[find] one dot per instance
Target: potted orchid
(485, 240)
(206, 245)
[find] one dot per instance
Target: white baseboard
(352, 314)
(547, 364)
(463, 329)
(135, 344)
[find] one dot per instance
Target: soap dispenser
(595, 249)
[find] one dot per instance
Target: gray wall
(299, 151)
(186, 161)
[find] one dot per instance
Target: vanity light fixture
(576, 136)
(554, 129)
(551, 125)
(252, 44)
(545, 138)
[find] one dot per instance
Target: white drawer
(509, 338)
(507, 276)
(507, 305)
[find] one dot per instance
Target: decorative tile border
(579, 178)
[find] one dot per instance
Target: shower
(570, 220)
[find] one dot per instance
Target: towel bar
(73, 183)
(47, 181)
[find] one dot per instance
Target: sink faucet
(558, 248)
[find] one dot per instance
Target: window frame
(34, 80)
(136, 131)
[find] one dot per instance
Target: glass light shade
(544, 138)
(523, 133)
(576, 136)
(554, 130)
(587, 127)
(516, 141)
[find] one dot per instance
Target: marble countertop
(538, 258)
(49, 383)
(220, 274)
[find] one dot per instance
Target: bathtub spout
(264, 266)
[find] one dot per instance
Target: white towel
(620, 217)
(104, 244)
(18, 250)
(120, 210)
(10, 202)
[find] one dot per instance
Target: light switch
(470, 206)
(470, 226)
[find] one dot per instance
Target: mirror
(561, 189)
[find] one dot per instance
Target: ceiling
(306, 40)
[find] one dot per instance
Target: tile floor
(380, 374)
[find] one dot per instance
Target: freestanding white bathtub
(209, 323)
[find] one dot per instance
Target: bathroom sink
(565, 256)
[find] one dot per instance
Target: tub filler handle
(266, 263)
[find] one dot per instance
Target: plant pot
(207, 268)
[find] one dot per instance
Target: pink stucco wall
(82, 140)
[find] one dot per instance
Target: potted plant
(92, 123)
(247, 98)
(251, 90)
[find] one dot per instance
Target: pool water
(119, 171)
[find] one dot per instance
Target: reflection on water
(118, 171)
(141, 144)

************

### Assignment
Reproduce the whole of the material exactly as shown.

### Solution for this exercise
[find] one dot per instance
Target: potted orchid
(485, 240)
(206, 245)
[find] one dot per instance
Target: white baseboard
(352, 314)
(547, 364)
(463, 329)
(135, 344)
[find] one dot per instance
Target: soap dispenser
(595, 249)
[find] one dot per instance
Target: gray wall
(299, 151)
(186, 161)
[find] one dot per instance
Target: vanity light fixture
(576, 136)
(554, 129)
(551, 125)
(252, 44)
(545, 138)
[find] one dot per instance
Target: white drawer
(509, 338)
(507, 276)
(507, 305)
[find] one dot per instance
Target: decorative tile border
(579, 178)
[find] one dot per instance
Target: shower
(570, 220)
[find] one dot per instance
Target: towel bar
(73, 183)
(47, 181)
[find] one dot per instance
Target: sink faucet
(558, 248)
[find] one dot per instance
Target: window frame
(34, 80)
(136, 131)
[find] one dot per instance
Target: glass light shade
(544, 138)
(523, 133)
(576, 136)
(554, 130)
(587, 127)
(516, 141)
[find] one dot per instance
Target: marble countertop
(538, 258)
(49, 383)
(220, 274)
[find] one dot per instance
Target: bathtub spout
(264, 266)
[find] one dot per instance
Target: white towel
(620, 217)
(104, 244)
(18, 250)
(120, 210)
(10, 202)
[find] one dot per instance
Target: light switch
(470, 206)
(470, 226)
[find] one dot per instance
Target: mirror
(561, 189)
[find] one dot per instance
Target: ceiling
(306, 40)
[find] one dot per instance
Target: tile floor
(380, 374)
[find] one dot per instance
Target: freestanding white bathtub
(209, 323)
[find] one dot per instance
Target: bathroom sink
(565, 256)
[find] one dot per instance
Target: tub filler handle
(266, 263)
[find] one dot per instance
Target: plant pot
(207, 268)
[find] one dot per instance
Target: pink stucco wall
(82, 140)
[find] one dot per instance
Target: potted plant
(92, 123)
(247, 98)
(251, 90)
[find] one dot per instance
Target: pool water
(119, 171)
[find] one dot per instance
Target: reflection on water
(118, 171)
(141, 144)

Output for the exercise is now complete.